Starting at the line that contains "If you could indicate the patterned" and ending at the last line of the entries below, give those lines as a JSON list of strings, one string per line, with blank lines left out.
◆ ◆ ◆ ◆ ◆
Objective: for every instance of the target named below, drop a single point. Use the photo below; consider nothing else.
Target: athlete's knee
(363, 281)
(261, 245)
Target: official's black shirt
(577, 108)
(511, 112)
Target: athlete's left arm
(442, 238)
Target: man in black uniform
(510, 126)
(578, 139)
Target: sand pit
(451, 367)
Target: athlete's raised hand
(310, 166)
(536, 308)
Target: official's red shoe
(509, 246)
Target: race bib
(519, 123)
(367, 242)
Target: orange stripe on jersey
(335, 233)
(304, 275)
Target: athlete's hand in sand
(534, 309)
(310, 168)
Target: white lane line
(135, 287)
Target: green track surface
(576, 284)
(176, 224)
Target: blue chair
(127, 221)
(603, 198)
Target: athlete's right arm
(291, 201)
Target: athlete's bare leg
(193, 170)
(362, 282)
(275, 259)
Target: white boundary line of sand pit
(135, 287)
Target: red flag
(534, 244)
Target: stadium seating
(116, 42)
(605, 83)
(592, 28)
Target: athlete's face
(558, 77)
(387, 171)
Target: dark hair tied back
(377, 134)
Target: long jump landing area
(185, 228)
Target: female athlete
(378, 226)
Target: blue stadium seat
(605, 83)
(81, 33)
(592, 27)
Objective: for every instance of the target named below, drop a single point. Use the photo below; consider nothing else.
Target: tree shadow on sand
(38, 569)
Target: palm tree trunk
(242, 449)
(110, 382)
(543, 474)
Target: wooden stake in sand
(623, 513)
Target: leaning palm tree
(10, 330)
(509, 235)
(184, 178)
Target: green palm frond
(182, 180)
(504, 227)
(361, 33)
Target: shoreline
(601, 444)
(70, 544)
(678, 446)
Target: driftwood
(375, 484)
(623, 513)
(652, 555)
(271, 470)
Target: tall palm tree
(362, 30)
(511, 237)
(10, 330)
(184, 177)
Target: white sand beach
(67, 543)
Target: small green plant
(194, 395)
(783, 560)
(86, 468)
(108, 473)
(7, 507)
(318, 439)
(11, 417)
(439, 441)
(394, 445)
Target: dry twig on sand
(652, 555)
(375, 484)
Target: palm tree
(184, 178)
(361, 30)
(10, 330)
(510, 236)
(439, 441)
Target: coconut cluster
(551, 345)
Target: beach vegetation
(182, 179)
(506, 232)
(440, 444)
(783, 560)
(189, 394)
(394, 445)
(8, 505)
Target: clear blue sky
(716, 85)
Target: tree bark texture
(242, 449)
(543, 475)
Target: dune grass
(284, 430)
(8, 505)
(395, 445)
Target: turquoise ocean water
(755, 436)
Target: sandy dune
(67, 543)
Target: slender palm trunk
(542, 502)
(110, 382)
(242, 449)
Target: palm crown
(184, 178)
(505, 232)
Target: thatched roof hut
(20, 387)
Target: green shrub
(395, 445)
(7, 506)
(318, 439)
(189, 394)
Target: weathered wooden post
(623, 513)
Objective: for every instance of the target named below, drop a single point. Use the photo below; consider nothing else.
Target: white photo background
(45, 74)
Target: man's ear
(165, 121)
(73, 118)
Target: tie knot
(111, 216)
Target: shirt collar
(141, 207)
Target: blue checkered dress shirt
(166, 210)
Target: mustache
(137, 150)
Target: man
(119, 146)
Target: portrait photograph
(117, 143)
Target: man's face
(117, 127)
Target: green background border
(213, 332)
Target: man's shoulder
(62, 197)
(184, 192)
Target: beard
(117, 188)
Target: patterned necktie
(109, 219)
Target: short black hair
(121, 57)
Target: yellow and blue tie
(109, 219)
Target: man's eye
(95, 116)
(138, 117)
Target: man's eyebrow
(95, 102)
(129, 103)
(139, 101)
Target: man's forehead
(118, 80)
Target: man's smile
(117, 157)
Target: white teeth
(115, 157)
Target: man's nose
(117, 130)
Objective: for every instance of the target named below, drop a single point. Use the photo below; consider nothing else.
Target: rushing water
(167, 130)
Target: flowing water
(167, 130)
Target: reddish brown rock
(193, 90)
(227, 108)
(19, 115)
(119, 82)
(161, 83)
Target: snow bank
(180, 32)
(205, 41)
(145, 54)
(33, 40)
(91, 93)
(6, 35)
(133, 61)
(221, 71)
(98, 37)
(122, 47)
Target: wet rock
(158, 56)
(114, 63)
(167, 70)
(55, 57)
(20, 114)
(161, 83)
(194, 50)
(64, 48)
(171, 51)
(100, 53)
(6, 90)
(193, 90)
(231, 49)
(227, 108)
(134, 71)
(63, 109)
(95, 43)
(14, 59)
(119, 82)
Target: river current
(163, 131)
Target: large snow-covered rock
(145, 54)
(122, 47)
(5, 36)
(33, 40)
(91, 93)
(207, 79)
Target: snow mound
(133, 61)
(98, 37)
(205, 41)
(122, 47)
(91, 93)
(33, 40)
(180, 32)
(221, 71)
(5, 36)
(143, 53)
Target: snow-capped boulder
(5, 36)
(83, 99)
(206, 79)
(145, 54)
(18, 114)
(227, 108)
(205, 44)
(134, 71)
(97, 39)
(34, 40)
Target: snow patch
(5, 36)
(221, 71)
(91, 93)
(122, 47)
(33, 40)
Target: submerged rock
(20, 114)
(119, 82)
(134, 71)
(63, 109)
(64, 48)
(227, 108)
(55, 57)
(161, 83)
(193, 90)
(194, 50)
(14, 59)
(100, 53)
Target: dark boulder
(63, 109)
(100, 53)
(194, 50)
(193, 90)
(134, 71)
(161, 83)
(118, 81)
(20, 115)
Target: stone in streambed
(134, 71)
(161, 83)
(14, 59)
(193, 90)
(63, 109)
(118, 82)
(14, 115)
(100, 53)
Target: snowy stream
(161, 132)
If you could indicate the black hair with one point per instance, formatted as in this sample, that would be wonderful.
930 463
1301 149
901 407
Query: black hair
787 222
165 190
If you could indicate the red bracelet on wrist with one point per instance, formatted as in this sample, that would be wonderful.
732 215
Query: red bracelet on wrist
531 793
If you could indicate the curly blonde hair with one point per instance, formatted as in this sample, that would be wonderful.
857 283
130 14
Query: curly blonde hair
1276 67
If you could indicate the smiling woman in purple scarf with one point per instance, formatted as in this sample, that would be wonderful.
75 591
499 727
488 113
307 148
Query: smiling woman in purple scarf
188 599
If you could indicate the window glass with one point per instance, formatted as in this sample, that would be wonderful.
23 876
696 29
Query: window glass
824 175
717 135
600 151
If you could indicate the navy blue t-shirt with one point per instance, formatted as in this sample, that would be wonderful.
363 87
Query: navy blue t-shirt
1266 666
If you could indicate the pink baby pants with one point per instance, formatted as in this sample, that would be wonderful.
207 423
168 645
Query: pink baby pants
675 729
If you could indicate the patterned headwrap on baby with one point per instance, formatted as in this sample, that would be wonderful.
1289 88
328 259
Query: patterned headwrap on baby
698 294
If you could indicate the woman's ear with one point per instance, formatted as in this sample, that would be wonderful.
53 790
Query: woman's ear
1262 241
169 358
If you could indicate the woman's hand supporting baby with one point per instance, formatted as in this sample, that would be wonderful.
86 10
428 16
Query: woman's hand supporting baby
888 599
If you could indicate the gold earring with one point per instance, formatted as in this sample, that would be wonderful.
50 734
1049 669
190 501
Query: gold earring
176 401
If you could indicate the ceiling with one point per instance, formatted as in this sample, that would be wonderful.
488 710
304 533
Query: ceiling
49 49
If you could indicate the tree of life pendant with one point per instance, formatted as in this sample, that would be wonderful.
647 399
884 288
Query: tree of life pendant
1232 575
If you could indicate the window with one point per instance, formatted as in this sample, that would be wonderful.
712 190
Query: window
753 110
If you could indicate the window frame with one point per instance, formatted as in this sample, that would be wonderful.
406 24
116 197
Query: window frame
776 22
◆ ◆ ◆ ◆ ◆
▶ _Expected output_:
[
  "If you could indicate the patterned headwrap on baby with one point per instance, formatted as in this sample, that would be wonderful.",
  "1289 88",
  "328 259",
  "Query: patterned headwrap on baby",
  "698 294",
  "If you could indicate the woman's ear with one point per instance, formatted as in this sample, that would be wonderful.",
  "53 790",
  "Query: woman's ear",
  "1262 241",
  "169 358",
  "If you could indicate the woman's hand supporting baby with one point per instance, formatted as in this sample, that would be wonderful.",
  "86 10",
  "428 16",
  "Query: woman's hand supporting baby",
  "888 599",
  "If you could indicate the gold earring with one point per instance, formatted as in this sample, that would be wonderful.",
  "50 734",
  "1049 669",
  "190 501",
  "Query: gold earring",
  "176 401",
  "If you could indicate the ceiling with one point per instance, formatted as in this sample, that would be wonderful.",
  "488 710",
  "304 533",
  "Query: ceiling",
  "49 49",
  "If you could indicate the tree of life pendant with one point per instance, formatted as in this sample, that would be wonderful.",
  "647 399",
  "884 288",
  "Query: tree of life pendant",
  "1232 575",
  "If you could indicate the window with one point per instance, formatted as in this sample, that would be wonderful.",
  "712 190",
  "Query: window",
  "753 110",
  "If you could indicate the window frame with one point per instance, formatted as in this sample, that would be wonderful.",
  "406 24",
  "116 197",
  "Query: window frame",
  "776 22"
]